■ **Текст страницы**:
◆ ◆ ◆ ◆ ◆ ◆ ◆
Немцы напали на Россию молниеносно, и у моих родителей появилась надежда, что под сокрушительными ударами немецких армий советское правительство долго не продержится и при смене режима они, может быть, смогут после двадцатилетнего изгнания вернуться на родину. (Не называли разве недавно в немецких сводках Армавир и Краснодар – бывший Екатеринодар?) И снова я огорчаюсь, что так далек от них в своих планах на будущее. Для меня возвращение в Россию немыслимо. И тем более невозможно для меня вернуться на родную землю под сенью вражеских знамен. Впрочем, и в желаниях моих родителей еще нет определенности. Они жадно следят по карте за продвижением гитлеровских армий и очень расстраиваются, когда видят в газетах или в кинохронике разрушенные русские города и русских пленных, изможденных, оборванных. Первые победы советских войск наполняют их гордостью. Забыв эгоистические проблемы эмигрантов, они с удивлением замечают, что желают победы стране, которая их отвергла. Они молятся не за правительство – его они не признают, а за народ – его они никогда не переставали любить, они молятся не за сегодняшний Советский Союз, а за вечную Россию.

– Какой была ваша писательская деятельность в эти годы?

– В годы оккупации я выпустил в свет две книги. В 1941 году – сборник из трех легенд под названием «Суд божий». Эти легенды не заимствованы ни из русского, ни из французского фольклора. Целиком плод моей фантазии, они были для меня бегством от действительности в минувшие эпохи, вторжением фантастического в вязкое течение повседневности, торжеством чудесного. Совсем иным был тон романа «Мертвый хватает живого», появившегося в следующем году.

– Да, этот роман считался как бы подтверждением правоты тех в Советском Союзе, кто утверждает, будто Михаил Шолохов совершил плагиат, приписав себе авторство «Тихого Дона». Вымышлена ли рассказанная в романе история бесчестного писателя или она имеет какие-то корни в реальности?
◆ ◆ ◆ ◆ ◆ ◆ ◆
■ **Задание 1**: Перескажите короче абзац интервью, который начинается словами «В годы оккупации я выпустил в свет две книги», и сохраните его основные факты.

[Фрагменты набора данных для разметки точками]
◆ ◆ ◆ ◆ ◆ ◆ ◆
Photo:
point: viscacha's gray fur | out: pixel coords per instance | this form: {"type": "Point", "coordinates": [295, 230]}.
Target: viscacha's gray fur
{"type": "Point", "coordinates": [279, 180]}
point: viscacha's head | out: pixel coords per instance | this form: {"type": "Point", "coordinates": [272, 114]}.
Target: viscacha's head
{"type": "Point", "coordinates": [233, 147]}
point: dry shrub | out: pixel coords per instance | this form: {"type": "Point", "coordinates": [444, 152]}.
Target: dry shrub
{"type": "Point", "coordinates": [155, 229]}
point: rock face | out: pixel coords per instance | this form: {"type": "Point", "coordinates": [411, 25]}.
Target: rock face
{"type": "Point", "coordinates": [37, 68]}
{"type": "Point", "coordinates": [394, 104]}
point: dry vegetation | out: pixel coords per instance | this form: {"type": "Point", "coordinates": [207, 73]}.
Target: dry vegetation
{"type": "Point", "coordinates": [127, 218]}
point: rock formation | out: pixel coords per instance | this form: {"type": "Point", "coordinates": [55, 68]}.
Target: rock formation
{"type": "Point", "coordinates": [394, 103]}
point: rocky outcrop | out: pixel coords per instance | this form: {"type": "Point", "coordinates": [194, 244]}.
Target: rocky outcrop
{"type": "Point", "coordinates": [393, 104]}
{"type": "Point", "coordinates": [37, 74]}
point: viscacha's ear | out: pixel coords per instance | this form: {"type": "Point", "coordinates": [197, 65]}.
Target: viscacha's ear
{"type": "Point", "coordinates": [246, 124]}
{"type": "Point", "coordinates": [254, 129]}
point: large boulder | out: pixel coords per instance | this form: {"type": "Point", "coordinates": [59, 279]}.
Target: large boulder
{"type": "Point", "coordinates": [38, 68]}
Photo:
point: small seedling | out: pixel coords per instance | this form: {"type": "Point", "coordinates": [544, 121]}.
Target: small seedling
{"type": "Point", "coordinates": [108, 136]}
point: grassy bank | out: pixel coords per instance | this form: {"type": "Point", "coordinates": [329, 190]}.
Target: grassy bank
◆ ◆ ◆ ◆ ◆ ◆ ◆
■ **Задание 2**: Перепишите записи от строки со словами «point: dry vegetation» до конца записей включительно, вместе с запросами. Умножьте на 0,35 каждую координату точки в ответах и округлите до целого, половины вверх.

■ **Ответ 1**: В годы оккупации я выпустил две книги. В 1941 году вышел сборник «Суд божий» из трех легенд. Они не заимствованы ни из русского, ни из французского фольклора и целиком придуманы мной. Для меня они были бегством от действительности в минувшие эпохи и торжеством чудесного. В следующем году появился роман «Мертвый хватает живого», совсем иной по тону.

■ **Ответ 2**:
point: dry vegetation | out: pixel coords per instance | this form: {"type": "Point", "coordinates": [207, 73]}.
Target: dry vegetation
{"type": "Point", "coordinates": [44, 76]}
point: rock formation | out: pixel coords per instance | this form: {"type": "Point", "coordinates": [55, 68]}.
Target: rock formation
{"type": "Point", "coordinates": [138, 36]}
point: rocky outcrop | out: pixel coords per instance | this form: {"type": "Point", "coordinates": [194, 244]}.
Target: rocky outcrop
{"type": "Point", "coordinates": [138, 36]}
{"type": "Point", "coordinates": [13, 26]}
point: viscacha's ear | out: pixel coords per instance | this form: {"type": "Point", "coordinates": [197, 65]}.
Target: viscacha's ear
{"type": "Point", "coordinates": [86, 43]}
{"type": "Point", "coordinates": [89, 45]}
point: large boulder | out: pixel coords per instance | this form: {"type": "Point", "coordinates": [59, 279]}.
Target: large boulder
{"type": "Point", "coordinates": [13, 24]}
Photo:
point: small seedling | out: pixel coords per instance | this form: {"type": "Point", "coordinates": [544, 121]}.
Target: small seedling
{"type": "Point", "coordinates": [38, 48]}
point: grassy bank | out: pixel coords per instance | this form: {"type": "Point", "coordinates": [329, 190]}.
Target: grassy bank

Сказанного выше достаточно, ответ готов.